**Task brief:** Reproduce the listing below, swapping each occurrence of "indicate" for "mark" and changing nothing else.

**Data shown:**

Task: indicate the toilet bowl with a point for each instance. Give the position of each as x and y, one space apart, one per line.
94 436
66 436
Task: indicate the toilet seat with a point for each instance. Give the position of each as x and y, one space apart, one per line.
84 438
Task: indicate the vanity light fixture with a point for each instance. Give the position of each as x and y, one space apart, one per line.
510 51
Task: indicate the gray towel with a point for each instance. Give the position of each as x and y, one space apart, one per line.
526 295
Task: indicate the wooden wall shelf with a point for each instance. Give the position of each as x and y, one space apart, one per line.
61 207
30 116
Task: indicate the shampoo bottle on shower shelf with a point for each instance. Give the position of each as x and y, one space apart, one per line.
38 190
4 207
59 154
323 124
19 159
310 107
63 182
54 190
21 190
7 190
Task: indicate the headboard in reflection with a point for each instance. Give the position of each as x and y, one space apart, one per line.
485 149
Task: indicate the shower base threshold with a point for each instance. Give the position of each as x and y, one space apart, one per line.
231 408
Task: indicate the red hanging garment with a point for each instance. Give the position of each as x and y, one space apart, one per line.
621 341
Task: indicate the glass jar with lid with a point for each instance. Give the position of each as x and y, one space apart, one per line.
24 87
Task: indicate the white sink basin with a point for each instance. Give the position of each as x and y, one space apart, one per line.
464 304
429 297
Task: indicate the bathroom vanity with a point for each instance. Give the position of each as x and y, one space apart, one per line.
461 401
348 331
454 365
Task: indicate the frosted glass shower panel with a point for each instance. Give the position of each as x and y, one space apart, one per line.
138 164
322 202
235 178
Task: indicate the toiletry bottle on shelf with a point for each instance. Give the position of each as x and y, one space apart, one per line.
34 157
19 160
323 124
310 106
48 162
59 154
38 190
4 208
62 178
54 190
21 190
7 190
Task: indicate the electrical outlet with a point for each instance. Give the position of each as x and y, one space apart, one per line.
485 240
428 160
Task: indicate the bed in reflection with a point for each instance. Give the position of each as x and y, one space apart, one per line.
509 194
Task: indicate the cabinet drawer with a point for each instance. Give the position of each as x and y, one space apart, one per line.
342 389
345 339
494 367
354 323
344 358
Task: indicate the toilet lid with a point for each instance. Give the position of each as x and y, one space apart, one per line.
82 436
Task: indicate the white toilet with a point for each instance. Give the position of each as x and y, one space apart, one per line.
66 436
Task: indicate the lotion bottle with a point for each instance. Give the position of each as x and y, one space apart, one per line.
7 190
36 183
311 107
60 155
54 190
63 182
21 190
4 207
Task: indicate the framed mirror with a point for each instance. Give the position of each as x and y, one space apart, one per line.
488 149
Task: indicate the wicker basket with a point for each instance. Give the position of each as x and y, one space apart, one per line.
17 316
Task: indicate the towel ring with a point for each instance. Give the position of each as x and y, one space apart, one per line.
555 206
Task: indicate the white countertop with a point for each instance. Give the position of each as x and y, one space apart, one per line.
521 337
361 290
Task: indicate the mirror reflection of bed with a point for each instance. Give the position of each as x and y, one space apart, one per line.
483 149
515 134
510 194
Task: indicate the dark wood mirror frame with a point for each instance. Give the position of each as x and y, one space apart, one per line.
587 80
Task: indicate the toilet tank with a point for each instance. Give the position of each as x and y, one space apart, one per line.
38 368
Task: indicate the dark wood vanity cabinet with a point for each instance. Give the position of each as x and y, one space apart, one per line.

**Written response:**
Task: mark the toilet bowl with a point for each instance. Give the position of each as x and y, one space apart, one per line.
94 436
66 436
Task: mark the toilet seat with a point for each instance. Give the position of each as x and y, one space apart, one per line.
84 438
Task: mark the vanity light fixture with a point for each instance. Give the position of each as x and y, one space apart, one per line.
510 51
Task: mark the gray towel with a point for each instance. Give the position of each as x and y, one space apart, one per line.
526 295
Task: mark the wooden wall shelf with a point for each instance. Give the position of each as x and y, one space apart, one per line.
61 207
30 116
Task: mark the shampoo bottle on shower shelf with a point for each instance. Give the position of each as x and y, one space apart, one per line.
38 190
4 207
59 154
323 124
19 159
310 107
63 182
54 190
21 190
7 190
Task: mark the headboard in reflection with a point for each instance. Give the position of each as x and y, one space apart, one per line.
485 149
Task: mark the shower base threshold with a point for each instance. Give the position of each as x and y, one space apart, one per line.
231 408
Task: mark the red hanging garment with a point for each instance. Give the position of each as x and y, one space apart, one per line.
621 341
Task: mark the glass jar with lid with a point for each instance. Give the position of each as x and y, one space apart, one per line.
24 87
Task: mark the white sink basin with a point for each instance. Give the position of each as x and y, one space apart, one per line.
464 304
429 297
Task: mark the bathroom vanity with a point for each instance. Give the position of each as x and y, one space apart, one per line.
461 401
348 331
454 365
Task: mark the frosted glass shower panel with a point for each instance. Give the position of each as x and y, one space apart, one per line.
138 164
322 202
235 178
Task: mark the toiletry bottle on shelf with a point for each instance. Give the position of each as x and y, one space apart, one per line.
34 157
19 160
323 124
310 106
48 162
59 154
38 190
4 208
62 178
54 190
21 190
7 190
Task: mark the electrical outlet with a point for each instance. Give the position of each as x and y, one space apart, one per line.
485 240
428 160
Task: mark the bed in reflection with a point for each instance. Give the position of each as x and y, one space apart, one per line.
509 194
Task: mark the cabinet drawer with a point for each instance. Give the position of each as x and y, one space apart, one per line.
342 389
345 339
494 367
354 323
344 358
Task: mark the toilet lid with a point for each instance. Give the position of each as x and y, one space apart, one per line.
82 436
Task: mark the white toilet with a point for each instance. Give the position of each as x and y, one space apart, one per line.
66 436
Task: mark the lotion bottle with a point for each instance. Give the position of each as x and y, one space apart, one per line.
7 190
36 183
311 107
60 155
54 190
63 182
21 190
4 207
Task: mark the framed mirror with a point for each instance. Give the position of each as x and y, one space apart, one per line.
488 149
Task: mark the wicker basket with a point for each instance. Give the position of each as x and y, one space apart, one per line.
17 316
Task: mark the towel ring with a point for each instance. Give the position of each as x and y, one space apart, one per line.
555 206
Task: mark the white countertop with a point for each instance. Give the position of each as x and y, one space apart, one per line.
521 337
361 290
Task: mark the mirror reflection of bed with a point for each instance. Give the position of each as x and y, one space apart, one per line.
483 149
515 134
510 194
Task: mark the dark wood mirror frame with a point for each instance. Give the position of each as x and y, one space apart, one per line.
587 80
Task: mark the toilet tank with a point for each instance. Give the position of each as x and y, one space apart, one per line.
38 368
Task: mark the dark wood vanity cabinet with a point for each instance. Give the position of each as x and y, one space apart, one per line.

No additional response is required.